TASK GOAL
Look through the records and copy each line that has "every" in it.

[[ SOURCE INFORMATION, beginning ]]

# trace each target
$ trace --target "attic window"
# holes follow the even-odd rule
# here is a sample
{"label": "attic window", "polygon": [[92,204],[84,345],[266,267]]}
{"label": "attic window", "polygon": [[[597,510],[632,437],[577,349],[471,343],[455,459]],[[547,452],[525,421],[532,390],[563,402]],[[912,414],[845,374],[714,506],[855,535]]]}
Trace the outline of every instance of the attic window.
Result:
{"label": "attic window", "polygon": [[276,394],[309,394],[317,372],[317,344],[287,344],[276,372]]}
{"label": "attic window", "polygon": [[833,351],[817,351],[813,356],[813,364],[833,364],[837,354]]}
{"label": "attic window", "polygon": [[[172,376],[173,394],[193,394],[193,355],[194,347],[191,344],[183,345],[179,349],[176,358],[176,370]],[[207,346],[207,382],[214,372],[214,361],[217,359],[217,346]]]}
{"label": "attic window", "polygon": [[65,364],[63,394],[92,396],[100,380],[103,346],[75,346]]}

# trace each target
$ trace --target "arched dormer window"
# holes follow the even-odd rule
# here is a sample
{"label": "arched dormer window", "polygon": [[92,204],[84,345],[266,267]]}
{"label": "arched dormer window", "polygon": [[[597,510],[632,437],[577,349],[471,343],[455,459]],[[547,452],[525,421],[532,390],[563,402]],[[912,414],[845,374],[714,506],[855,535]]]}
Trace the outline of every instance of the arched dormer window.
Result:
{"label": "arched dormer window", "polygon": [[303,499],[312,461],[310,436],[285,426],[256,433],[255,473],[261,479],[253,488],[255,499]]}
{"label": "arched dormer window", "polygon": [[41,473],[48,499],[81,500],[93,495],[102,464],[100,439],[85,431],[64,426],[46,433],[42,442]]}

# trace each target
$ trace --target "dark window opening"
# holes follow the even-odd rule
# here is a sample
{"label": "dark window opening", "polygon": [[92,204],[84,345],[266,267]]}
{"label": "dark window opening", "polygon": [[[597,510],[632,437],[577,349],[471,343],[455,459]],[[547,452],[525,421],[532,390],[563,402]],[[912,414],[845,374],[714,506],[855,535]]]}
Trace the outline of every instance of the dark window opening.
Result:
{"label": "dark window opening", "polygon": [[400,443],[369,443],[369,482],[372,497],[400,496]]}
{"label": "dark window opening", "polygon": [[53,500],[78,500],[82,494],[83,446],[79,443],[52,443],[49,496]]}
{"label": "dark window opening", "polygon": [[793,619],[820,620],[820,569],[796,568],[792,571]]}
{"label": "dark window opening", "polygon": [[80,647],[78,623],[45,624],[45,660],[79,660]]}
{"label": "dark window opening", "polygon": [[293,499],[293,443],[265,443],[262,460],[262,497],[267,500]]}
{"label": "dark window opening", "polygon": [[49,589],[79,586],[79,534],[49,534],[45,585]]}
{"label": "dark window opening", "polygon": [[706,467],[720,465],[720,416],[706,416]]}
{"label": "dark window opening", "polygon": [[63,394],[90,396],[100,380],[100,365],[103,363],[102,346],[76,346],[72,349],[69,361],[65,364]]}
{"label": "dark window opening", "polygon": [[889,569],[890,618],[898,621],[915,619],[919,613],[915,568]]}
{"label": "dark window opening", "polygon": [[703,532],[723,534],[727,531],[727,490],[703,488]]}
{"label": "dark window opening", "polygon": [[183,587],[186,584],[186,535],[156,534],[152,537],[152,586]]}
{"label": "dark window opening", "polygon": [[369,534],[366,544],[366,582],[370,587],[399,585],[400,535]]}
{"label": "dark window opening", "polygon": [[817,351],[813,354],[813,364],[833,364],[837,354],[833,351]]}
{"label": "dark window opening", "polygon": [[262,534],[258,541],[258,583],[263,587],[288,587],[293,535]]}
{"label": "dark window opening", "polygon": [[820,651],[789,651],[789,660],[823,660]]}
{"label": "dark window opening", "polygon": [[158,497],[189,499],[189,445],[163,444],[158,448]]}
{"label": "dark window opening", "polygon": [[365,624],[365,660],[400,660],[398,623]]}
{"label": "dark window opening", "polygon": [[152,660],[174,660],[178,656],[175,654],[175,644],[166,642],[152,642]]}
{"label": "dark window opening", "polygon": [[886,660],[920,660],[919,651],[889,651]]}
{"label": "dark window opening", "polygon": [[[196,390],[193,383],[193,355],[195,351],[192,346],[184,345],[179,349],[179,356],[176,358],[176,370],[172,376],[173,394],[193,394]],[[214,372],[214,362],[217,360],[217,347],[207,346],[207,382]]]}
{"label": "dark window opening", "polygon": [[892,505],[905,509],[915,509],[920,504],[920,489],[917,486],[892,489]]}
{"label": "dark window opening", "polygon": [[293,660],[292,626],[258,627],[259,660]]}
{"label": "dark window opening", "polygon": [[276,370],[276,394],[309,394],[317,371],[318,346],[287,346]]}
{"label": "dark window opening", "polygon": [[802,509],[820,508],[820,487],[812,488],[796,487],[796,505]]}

[[ SOURCE INFORMATION, end ]]

YOUR RESPONSE
Trace the outline of every instance of the attic window.
Trace the outline of every instance of the arched dormer window.
Trace the outline of every instance of the dark window opening.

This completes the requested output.